▸ **To be done**
Render each line of the records below as a numbered list, omitting any blank lines. Leave the pictures out of the answer.

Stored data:
════════════════
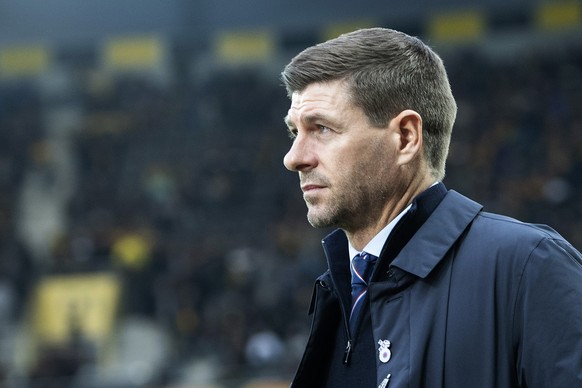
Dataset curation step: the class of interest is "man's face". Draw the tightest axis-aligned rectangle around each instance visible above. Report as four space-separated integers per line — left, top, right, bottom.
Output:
284 81 399 231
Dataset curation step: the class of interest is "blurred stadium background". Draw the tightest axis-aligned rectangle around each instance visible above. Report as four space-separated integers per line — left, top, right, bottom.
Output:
0 0 582 388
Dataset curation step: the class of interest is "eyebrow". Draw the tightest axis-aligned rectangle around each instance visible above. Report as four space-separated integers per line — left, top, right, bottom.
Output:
283 113 331 128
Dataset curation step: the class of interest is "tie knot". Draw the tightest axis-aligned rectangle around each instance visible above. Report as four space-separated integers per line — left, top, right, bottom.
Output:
351 252 378 285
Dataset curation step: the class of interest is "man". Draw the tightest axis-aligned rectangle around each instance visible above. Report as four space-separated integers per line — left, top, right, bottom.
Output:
282 28 582 388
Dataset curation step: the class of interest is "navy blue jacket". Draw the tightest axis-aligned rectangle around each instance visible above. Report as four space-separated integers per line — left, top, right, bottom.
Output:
292 186 582 388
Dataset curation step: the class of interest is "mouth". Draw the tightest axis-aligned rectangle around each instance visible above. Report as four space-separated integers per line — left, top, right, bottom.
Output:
301 184 325 193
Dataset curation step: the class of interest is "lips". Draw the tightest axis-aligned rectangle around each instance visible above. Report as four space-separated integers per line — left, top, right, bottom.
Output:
════════════════
▸ **Solution to this task**
1. Dataset curation step: the class of interest is "man's face". Draw the tightest axis-aligned rectangle around each instance visible above. Report as four space-separated integers per line — left, top, right, bottom.
2. Output:
3. 284 81 399 231
4. Dataset curation step: the class of interest is "blurred stadium background". Draw the tightest axis-aligned rectangle around each instance visible above. Report as four space-separated integers per line — left, top, right, bottom.
5. Output:
6. 0 0 582 388
7. Dataset curation step: the class of interest is "eyebrow". Draw the tightest axis-aligned rectangle around each instance visible above. Report as four space-separated integers per line — left, top, right, bottom.
8. Output:
9. 283 113 331 128
10. Dataset curation step: the class of interest is "tie knot". Draw the tightest axis-aligned rectangle around each instance visible above. Report as four space-separated integers per line — left, top, right, bottom.
11. Output:
12. 351 252 378 285
13. Dataset curation step: the class of interest is "man". Draw the tightest axis-aligned rectangle around each instance visible above. Report as four space-separated integers per line — left, top, right, bottom.
14. Output:
15. 282 28 582 388
16. Dataset curation step: the class of interest is "navy blue jacket". Draw the tightest axis-aligned rectangle around each instance visible above. Report as four space-separated integers per line — left, top, right, bottom.
17. Output:
18. 292 186 582 388
19. Dataset curation step: the class of interest is "mouth". Draw the tightest axis-aligned rectangle around each instance visible above. Report as four space-separated integers per line — left, top, right, bottom.
20. Output:
21. 301 184 325 193
22. Dataset curation step: the class of interest is "lips". Draw the tightest axis-aligned rectangle around each instance visible above. Report as four space-separated integers per line — left, top, right, bottom.
23. Output:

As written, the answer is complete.